TASK DETAILS.
Every entry below has to appear again in your reply, word for word, but no picture may.

(THE INPUT)

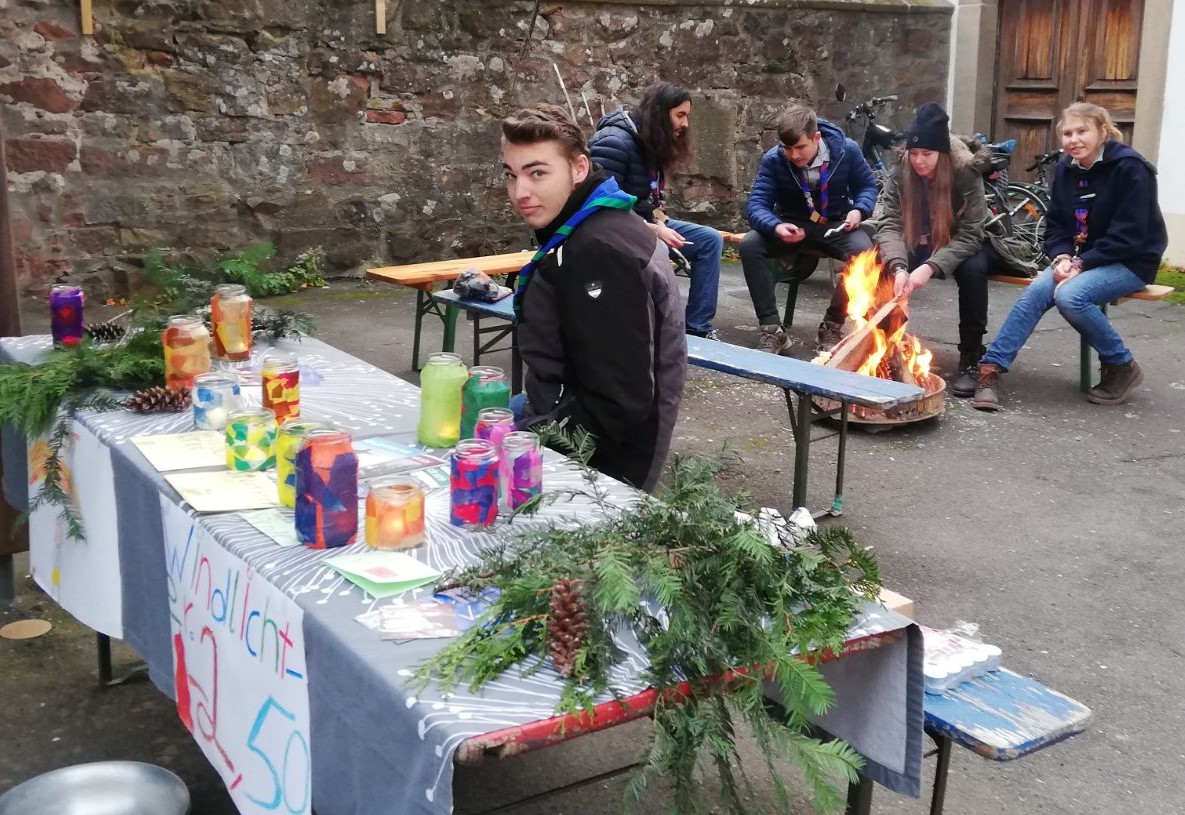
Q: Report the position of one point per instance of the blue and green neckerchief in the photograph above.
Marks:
(606, 194)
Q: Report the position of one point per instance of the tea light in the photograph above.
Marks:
(395, 514)
(213, 397)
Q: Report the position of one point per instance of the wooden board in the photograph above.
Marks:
(1004, 716)
(435, 271)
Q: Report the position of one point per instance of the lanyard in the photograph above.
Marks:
(817, 216)
(606, 196)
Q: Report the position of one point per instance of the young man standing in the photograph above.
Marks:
(600, 321)
(814, 180)
(640, 148)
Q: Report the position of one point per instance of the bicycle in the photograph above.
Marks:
(875, 138)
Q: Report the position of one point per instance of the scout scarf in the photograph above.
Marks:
(606, 194)
(820, 215)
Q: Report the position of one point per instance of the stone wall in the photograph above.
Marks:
(205, 124)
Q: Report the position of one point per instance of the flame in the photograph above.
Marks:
(868, 290)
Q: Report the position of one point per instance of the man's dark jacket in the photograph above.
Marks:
(1123, 225)
(602, 337)
(777, 197)
(617, 148)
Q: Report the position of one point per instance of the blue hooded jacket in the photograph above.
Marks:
(777, 198)
(1123, 220)
(617, 148)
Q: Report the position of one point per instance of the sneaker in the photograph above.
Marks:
(830, 334)
(967, 377)
(1118, 383)
(987, 387)
(774, 340)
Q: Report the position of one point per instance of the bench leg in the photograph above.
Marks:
(792, 299)
(800, 425)
(859, 797)
(940, 775)
(1087, 361)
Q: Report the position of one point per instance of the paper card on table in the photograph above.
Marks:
(183, 451)
(225, 491)
(277, 524)
(383, 573)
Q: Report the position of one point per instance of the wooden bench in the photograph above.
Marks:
(1000, 716)
(1086, 374)
(801, 380)
(783, 273)
(424, 278)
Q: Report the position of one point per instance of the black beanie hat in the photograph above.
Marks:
(930, 129)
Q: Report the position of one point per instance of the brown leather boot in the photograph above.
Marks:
(986, 386)
(1116, 384)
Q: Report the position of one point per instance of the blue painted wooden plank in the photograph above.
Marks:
(799, 376)
(1003, 716)
(503, 309)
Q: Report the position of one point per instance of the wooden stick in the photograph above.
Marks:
(564, 88)
(588, 109)
(858, 339)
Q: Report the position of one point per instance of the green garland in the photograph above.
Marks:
(45, 398)
(731, 602)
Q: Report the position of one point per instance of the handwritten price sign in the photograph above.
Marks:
(238, 662)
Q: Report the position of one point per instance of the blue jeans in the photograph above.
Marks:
(705, 271)
(1078, 301)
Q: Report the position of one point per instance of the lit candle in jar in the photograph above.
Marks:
(395, 514)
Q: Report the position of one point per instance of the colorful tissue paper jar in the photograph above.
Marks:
(521, 468)
(473, 483)
(250, 440)
(440, 399)
(65, 314)
(288, 442)
(281, 385)
(395, 514)
(327, 489)
(230, 313)
(215, 397)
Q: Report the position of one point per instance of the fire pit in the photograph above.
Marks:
(878, 346)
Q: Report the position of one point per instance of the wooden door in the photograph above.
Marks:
(1054, 52)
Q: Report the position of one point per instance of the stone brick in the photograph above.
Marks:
(386, 116)
(52, 31)
(40, 92)
(190, 91)
(51, 155)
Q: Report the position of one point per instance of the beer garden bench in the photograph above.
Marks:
(1151, 293)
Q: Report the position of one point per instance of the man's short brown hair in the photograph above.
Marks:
(545, 122)
(795, 122)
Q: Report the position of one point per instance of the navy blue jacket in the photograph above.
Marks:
(777, 198)
(617, 148)
(1123, 224)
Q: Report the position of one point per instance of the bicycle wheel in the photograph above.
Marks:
(1026, 212)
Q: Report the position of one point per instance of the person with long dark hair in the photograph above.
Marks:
(1106, 235)
(933, 226)
(641, 148)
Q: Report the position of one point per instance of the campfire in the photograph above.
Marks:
(877, 345)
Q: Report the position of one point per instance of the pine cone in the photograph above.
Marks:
(159, 399)
(106, 332)
(565, 627)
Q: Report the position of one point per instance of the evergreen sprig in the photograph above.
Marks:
(717, 607)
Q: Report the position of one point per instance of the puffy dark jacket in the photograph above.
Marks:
(617, 148)
(777, 198)
(602, 337)
(1123, 225)
(969, 203)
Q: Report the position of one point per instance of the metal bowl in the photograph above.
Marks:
(102, 788)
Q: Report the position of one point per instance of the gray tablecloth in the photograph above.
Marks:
(376, 748)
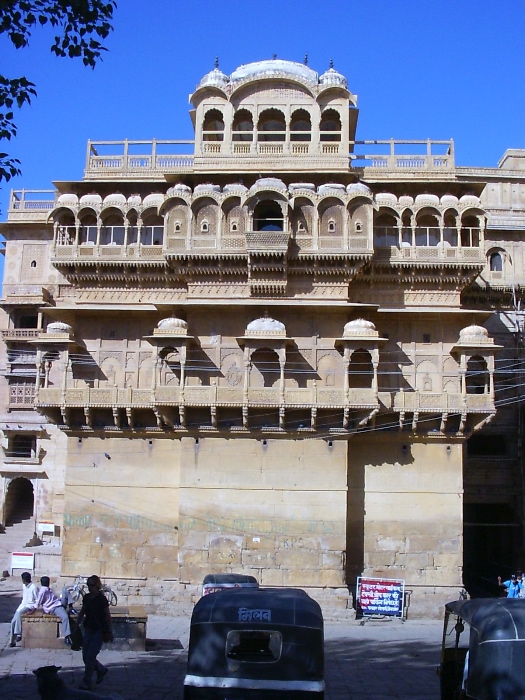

(End THE INPUT)

SOLUTION TO THE PROBLEM.
Q: Report the position of one point per instance of the blue and green neckerchief in the photograph above.
Marks:
(606, 194)
Q: Report the position of one point per instance of the tea light in the photograph above.
Marks:
(395, 514)
(213, 397)
Q: Report the position of one point per instance of the wooden board in the photograph above.
Marks:
(1004, 716)
(435, 271)
Q: Report the position of one point per instance of the lanyard in the photograph above.
Marks:
(817, 216)
(606, 196)
Q: Report the position of one point per instance of the young man standing in the photograph above.
Marks:
(600, 321)
(814, 180)
(640, 148)
Q: Report the position of one point per instance of the bicycle in the photograph above.
Marks:
(875, 138)
Q: Report the position of one point per instance of the scout scarf in the photograph above.
Marks:
(606, 194)
(820, 215)
Q: Report the position of one point per instance of the stone wall in the photograph above.
Marks:
(205, 124)
Q: Report the position of one point per instance of the flame in the photograph above.
Marks:
(868, 290)
Q: Report the position of one point per instance of the man's dark jacket in the photograph above.
Marks:
(1123, 225)
(602, 337)
(777, 197)
(617, 148)
Q: Report the position of one point per instance of the blue hooded jacket in the photograph above.
Marks:
(777, 198)
(1123, 220)
(617, 148)
Q: Report the position of one point per instance of the sneaker in the photograph above.
Marks:
(830, 334)
(967, 377)
(1118, 383)
(987, 387)
(774, 340)
Q: Report the position of one point per instance of the bench leg in the photograph above.
Marks:
(792, 299)
(800, 425)
(859, 797)
(940, 775)
(1087, 361)
Q: Report the position of one point per instance of the paper card on table in the photograph above.
Marks:
(183, 451)
(225, 491)
(277, 524)
(383, 573)
Q: Report the position of one point per instance of the wooden bench in the photograph above.
Marks:
(1000, 716)
(1086, 374)
(801, 380)
(783, 273)
(424, 278)
Q: Report the position of one point per instance of the black beanie hat in the photograph above.
Marks:
(930, 129)
Q: Report the position of one point per instance of the brown leather boot in the photograph above.
Marks:
(986, 386)
(1116, 384)
Q: Report the position of one point per instance of the blue painted wooden plank in the photograph above.
Marks:
(799, 376)
(1003, 716)
(503, 309)
Q: Report the position of one point per instance of the wooden stick in the photograph above.
Marks:
(564, 88)
(588, 109)
(858, 339)
Q: Report the position of one point per instance of the green garland in the photograph above.
Marks:
(45, 398)
(731, 602)
Q: Report the position of one point per instance of the handwritten price sign in the photograph above.
Marks:
(238, 662)
Q: Report the position of one point per instance of the blue jeans in the photograph above.
Marks:
(705, 271)
(1078, 301)
Q: Report the position of one point per instance of the lit candle in jar in the photograph above.
Marks:
(395, 514)
Q: Report the position of one point per instance of the colorful tissue paper jar in the photograph above.
Marks:
(521, 468)
(473, 483)
(250, 440)
(440, 399)
(65, 314)
(288, 442)
(281, 385)
(395, 514)
(327, 489)
(230, 313)
(215, 397)
Q: Report the position of one point per instance of the fire pit in the photograph above.
Marks:
(878, 346)
Q: Report the position of one point per instance of the wooden door in the photograph above.
Marks:
(1054, 52)
Q: Report the position of one point per instance of the stone brick in the photograph above.
Marks:
(386, 116)
(52, 31)
(40, 92)
(190, 91)
(51, 155)
Q: Report the position of one point per instance of the beer garden bench in the photograph above.
Marks:
(1151, 293)
Q: Report the position of one point per instance of the man's short brown hair in the photograph above.
Marks:
(545, 122)
(795, 122)
Q: Report the position of one point per instance of the navy blue jacket in the photograph above.
Marks:
(777, 198)
(617, 148)
(1123, 224)
Q: Report the position of one point per instance of the bicycle wheel in the photograph above.
Marks:
(1026, 212)
Q: Report the position of one point per instance of the person with long dark hair in the photograph above.
Marks:
(1106, 235)
(933, 226)
(641, 148)
Q: Report the position of one point per instance of the campfire in the photograph above.
Marks:
(877, 345)
Q: Report the position of one point per instance of the pine cone in the photograph above.
Marks:
(159, 399)
(106, 332)
(565, 627)
Q: Report the position of one point per instance of the evergreen sprig in the photograph above.
Marks:
(717, 607)
Q: Report the position of one point per instance of the puffy dark jacket in the photograph above.
Marks:
(617, 148)
(777, 198)
(602, 337)
(1123, 225)
(969, 203)
Q: Report the position of one point per instance of the metal bowl in the photograph above.
Marks:
(102, 788)
Q: Report the position of one point per instance of the gray tablecloth in the photograph above.
Marks:
(376, 748)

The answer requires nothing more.